- **EXERCISE TEXT**:
---
Forty years after the Chernobyl nuclear disaster, Nobel Prize–winning author Svetlana Alexievich says Belarus is still a "laboratory" in which the long-term effects of the massive radiation leak continue to play out.
Speaking to RFE/RL's Belarus Service, Alexievich said lessons of Chernobyl are being forgotten and more personal testimonies needed to be gathered.
"Belarus is still the Chernobyl laboratory. Chernobyl is still with us. It is impossible to forget it, because the radiation there, many radionuclides, will live for about 1,000 years," she said. "Now is the time for testimonies, we need to collect testimonies."
Alexievich, who won the Nobel Prize for Literature in 2015, interviewed more than 500 eyewitnesses for her seminal 1997 book, Voices From Chernobyl. The accounts in the book were extensively used in the landmark 2019 HBO miniseries about the tragedy.
What Happened At Chernobyl?
When a nuclear reactor exploded at the Chernobyl nuclear power station in the Soviet Union in 1986, it spewed radiation across the surrounding areas and across Europe. Belarus was the worst affected, receiving 60 percent of the initial fallout.
A report by the United Nations Development Program (UNDP) last year said 23 percent of the country's territory was contaminated. Part of this area is still in an uninhabited exclusion zone, although the authorities began allowing organized tourist visits to its abandoned villages in 2018.
Dozens of emergency workers involved in the early stages of the cleanup died within weeks from radiation poisoning.
Long-term studies have revealed, among other things, increased rates of thyroid cancer among people who were exposed to radiation as children and adolescents at the time. Alexievich, whose book includes many personal accounts of illness and death, was a journalist in Minsk at the time of the disaster.
---
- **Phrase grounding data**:
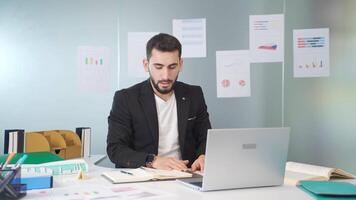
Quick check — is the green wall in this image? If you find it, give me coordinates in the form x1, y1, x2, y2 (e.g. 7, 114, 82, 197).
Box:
285, 0, 356, 173
0, 0, 356, 173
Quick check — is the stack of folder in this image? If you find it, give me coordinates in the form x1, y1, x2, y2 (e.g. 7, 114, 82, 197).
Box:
299, 181, 356, 200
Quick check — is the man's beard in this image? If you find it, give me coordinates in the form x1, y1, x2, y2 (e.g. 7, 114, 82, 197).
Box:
150, 76, 178, 94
---
- **ACTIVITIES**:
a) Reproduce word for word the passage of the Chernobyl article that begins with the words containing "Alexievich, who won" and ends with "Happened At Chernobyl?".
b) Resume the Chernobyl article, picking up after its final sentence.

- **ANSWERS FOR EACH ITEM**:
a)
Alexievich, who won the Nobel Prize for Literature in 2015, interviewed more than 500 eyewitnesses for her seminal 1997 book, Voices From Chernobyl. The accounts in the book were extensively used in the landmark 2019 HBO miniseries about the tragedy.
What Happened At Chernobyl?

b)
"It shocked me. There was a feeling that something unknown to us was happening," she said, adding she had similar feelings when visiting Fukushima after the disaster there in 2011. "Man has invented technologies that he is not equal to: not equal psychologically, not equal to the consequences that may occur."
Alexievich said this was also seen during the brief period in 2022 when Russian troops occupied Chernobyl, which is in present-day Ukraine.
"When the Russians took Chernobyl, they forced soldiers to dig trenches near the station. And a week later, all these soldiers were in the hospital," she said.
RFE/RL's Ukrainian Service reported in 2023 that Russian soldiers had developed blisters and were vomiting after digging trenches in radioactive soil.
"When a general was asked why he [ordered] it, he said: 'Well, 20 or 30 years have passed.' He did not even know how long. The duration of Chernobyl is equal to, perhaps, 50 human generations, or even more; it does not fit into the consciousness of an ordinary person," Alexievich said.
Human 'Black Boxes'
According to some studies, the most contaminated sites will be unsafe for human habitation for thousands of years. The UNDP has said that more than 12 percent of the Belarusian population lived in areas affected by the disaster, although they are not living in the exclusion zone itself.
Alexievich said these people were "black boxes, recording information for the future" on the impacts of the disaster. But her work focused on human experiences and psychological impacts rather than the scientific aspects of the catastrophe.
"People were forced to wash firewood. Soldiers washed roofs. It was madness for people," she recalled. "Consciousness was overturned."
Now aged 77, Alexievich left Belarus to seek medical treatment abroad in 2020, at a time of mass protests after an election widely regarded as rigged. An outspoken critic of authoritarian leader Aleksandr Lukashenko, she said she was sorry she has been unable to return home since.
"I would have traveled to those places where people live in the Chernobyl laboratory. I would have talked to them, written down what is happening to them. I think this is very important," she added. "But we know that the opportunities for journalists and writers in totalitarian systems are very small."